* PROBLEM *
Please count how many lines in the entries below contain the string "hard", and reply with the number alone.

(Raw records)
※
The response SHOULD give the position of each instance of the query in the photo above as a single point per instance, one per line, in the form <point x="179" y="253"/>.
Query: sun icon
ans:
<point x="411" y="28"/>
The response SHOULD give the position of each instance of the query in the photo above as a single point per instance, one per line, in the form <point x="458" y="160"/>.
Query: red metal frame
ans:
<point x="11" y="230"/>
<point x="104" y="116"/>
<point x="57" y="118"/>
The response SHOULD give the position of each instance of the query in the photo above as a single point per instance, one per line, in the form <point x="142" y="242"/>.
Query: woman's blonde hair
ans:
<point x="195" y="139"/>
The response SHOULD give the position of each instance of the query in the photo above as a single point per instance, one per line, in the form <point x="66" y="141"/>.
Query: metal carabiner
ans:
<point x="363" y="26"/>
※
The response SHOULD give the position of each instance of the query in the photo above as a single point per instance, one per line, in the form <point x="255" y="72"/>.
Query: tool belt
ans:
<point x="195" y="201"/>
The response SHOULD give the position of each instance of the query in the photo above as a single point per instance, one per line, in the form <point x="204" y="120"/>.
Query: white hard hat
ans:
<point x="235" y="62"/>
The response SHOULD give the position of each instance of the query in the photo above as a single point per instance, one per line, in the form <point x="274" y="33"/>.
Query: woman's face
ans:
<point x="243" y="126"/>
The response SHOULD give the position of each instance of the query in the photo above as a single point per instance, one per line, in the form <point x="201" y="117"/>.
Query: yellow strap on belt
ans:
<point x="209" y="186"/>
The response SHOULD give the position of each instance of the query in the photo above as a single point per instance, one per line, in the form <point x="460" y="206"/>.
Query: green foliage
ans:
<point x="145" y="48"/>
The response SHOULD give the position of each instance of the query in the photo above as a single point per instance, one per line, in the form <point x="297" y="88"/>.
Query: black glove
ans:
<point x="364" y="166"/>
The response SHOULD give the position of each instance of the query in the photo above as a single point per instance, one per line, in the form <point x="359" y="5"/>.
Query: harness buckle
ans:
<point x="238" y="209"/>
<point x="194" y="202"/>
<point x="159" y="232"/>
※
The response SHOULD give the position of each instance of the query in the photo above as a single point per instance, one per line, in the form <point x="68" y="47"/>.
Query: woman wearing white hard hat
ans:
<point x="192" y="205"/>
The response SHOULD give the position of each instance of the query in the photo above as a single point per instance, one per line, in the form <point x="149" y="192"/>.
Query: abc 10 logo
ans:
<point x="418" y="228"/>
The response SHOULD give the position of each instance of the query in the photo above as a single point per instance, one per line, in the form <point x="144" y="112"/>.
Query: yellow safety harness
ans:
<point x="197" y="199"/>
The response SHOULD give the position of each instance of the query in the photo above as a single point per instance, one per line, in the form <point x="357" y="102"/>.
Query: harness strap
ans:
※
* THE REPLY *
2